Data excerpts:
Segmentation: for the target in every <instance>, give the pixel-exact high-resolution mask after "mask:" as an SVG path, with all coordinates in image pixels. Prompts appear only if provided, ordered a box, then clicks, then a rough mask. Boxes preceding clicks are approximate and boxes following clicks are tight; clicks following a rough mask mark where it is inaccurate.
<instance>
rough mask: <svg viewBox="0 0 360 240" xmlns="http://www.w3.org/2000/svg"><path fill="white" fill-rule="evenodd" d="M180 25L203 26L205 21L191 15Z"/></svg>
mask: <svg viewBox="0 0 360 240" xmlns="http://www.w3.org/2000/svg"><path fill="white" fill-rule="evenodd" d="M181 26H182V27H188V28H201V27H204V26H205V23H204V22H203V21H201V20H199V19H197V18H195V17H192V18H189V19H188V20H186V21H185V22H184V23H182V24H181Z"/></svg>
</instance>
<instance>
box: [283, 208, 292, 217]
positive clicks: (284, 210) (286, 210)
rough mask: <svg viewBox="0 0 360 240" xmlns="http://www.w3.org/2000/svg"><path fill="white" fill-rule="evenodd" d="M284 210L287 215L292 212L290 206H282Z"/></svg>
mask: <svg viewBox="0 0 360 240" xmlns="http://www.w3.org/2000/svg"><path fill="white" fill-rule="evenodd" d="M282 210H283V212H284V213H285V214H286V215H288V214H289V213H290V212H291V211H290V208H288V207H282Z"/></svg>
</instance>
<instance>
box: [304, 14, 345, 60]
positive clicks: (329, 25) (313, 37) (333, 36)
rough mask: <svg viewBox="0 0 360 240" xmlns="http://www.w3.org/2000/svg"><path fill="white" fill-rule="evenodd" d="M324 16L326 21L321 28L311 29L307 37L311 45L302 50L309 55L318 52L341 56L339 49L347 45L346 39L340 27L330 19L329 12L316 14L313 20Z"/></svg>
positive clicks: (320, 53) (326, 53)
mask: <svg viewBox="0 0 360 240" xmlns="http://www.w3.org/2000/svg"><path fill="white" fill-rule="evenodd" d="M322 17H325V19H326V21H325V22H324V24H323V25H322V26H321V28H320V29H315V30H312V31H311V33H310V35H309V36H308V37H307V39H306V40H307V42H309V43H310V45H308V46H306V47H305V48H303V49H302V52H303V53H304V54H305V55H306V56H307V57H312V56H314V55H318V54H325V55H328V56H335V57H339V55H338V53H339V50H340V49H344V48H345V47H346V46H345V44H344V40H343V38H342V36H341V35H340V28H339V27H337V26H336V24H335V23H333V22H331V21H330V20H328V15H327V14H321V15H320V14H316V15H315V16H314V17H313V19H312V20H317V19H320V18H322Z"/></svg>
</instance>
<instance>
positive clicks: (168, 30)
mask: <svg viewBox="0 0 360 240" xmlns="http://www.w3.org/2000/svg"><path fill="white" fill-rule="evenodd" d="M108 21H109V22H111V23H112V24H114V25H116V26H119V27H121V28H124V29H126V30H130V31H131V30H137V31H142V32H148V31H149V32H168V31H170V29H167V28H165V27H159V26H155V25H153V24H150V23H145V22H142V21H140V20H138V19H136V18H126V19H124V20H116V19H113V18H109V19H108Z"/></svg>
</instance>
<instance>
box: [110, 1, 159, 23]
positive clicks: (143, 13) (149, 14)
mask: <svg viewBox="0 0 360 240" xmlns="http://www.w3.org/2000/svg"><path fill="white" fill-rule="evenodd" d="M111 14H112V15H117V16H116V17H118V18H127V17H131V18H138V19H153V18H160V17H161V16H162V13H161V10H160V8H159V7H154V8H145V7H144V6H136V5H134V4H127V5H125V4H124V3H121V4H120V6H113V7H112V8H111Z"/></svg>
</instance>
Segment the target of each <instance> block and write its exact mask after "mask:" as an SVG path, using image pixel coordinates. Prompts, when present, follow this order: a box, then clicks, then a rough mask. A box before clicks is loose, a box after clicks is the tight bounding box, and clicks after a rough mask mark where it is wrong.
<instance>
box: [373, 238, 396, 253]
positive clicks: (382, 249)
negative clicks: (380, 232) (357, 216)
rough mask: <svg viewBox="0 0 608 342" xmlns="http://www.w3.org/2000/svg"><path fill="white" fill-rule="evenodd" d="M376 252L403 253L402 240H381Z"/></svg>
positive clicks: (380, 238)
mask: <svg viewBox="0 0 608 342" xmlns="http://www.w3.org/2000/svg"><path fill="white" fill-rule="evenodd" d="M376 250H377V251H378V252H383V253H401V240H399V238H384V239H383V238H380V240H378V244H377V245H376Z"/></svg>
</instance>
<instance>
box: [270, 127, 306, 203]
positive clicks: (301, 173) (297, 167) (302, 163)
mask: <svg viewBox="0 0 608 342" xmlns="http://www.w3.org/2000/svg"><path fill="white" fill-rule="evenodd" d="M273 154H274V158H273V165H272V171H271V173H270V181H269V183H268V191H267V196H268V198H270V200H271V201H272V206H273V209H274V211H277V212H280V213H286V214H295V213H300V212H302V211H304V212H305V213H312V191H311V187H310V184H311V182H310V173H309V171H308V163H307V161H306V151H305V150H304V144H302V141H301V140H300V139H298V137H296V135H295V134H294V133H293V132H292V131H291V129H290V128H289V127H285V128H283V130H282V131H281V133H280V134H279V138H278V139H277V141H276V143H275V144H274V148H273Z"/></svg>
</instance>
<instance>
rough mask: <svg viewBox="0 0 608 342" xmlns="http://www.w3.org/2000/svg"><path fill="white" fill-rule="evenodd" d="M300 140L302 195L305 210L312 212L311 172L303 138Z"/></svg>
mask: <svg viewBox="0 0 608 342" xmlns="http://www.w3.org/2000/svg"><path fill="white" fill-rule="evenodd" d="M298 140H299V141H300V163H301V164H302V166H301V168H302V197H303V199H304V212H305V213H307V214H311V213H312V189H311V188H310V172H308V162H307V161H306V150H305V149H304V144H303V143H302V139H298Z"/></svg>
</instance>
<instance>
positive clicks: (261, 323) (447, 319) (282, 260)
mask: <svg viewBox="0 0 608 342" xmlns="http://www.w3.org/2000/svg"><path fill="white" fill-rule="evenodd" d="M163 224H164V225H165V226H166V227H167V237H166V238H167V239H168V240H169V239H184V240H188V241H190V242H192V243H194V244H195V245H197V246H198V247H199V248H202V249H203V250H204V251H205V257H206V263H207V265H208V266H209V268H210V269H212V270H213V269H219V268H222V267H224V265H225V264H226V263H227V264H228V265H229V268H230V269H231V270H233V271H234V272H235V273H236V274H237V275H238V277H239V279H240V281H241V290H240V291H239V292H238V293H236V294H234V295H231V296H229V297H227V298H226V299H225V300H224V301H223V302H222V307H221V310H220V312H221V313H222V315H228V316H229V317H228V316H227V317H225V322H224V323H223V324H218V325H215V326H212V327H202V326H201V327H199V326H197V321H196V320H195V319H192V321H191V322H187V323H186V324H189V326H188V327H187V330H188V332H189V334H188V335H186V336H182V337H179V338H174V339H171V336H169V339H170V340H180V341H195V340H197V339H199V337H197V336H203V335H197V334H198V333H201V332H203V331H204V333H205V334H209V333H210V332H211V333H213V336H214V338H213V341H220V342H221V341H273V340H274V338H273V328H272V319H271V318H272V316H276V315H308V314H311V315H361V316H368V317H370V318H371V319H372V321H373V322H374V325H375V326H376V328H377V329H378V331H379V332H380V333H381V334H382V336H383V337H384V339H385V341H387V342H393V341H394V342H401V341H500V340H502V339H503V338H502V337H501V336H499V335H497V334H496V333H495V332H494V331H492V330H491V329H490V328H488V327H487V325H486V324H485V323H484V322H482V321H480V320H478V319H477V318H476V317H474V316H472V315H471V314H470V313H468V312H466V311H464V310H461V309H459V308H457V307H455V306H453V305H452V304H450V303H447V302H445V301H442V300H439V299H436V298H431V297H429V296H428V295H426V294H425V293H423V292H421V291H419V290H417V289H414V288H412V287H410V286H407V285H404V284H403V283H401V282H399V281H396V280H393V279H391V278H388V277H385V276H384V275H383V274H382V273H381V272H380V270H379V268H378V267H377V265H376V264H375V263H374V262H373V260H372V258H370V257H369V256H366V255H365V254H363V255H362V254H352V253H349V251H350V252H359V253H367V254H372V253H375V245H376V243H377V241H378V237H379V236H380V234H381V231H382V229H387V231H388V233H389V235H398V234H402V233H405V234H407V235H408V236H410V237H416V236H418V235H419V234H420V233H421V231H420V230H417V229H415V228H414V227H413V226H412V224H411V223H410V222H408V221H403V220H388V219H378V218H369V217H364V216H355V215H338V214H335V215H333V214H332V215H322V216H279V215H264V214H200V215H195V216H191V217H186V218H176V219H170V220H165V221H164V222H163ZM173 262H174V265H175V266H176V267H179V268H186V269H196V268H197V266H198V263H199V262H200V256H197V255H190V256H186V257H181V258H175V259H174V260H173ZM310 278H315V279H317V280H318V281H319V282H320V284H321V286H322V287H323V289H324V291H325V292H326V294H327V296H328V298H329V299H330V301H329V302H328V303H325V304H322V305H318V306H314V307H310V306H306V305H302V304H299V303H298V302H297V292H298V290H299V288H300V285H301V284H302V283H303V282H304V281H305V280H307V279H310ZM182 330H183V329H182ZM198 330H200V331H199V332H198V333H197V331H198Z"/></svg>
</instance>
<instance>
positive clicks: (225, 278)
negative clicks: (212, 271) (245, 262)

■ TASK PROMPT
Every line in the data that holds "negative" should be copied out.

■ WRITTEN REPLY
negative clicks: (380, 232) (357, 216)
negative clicks: (212, 271) (245, 262)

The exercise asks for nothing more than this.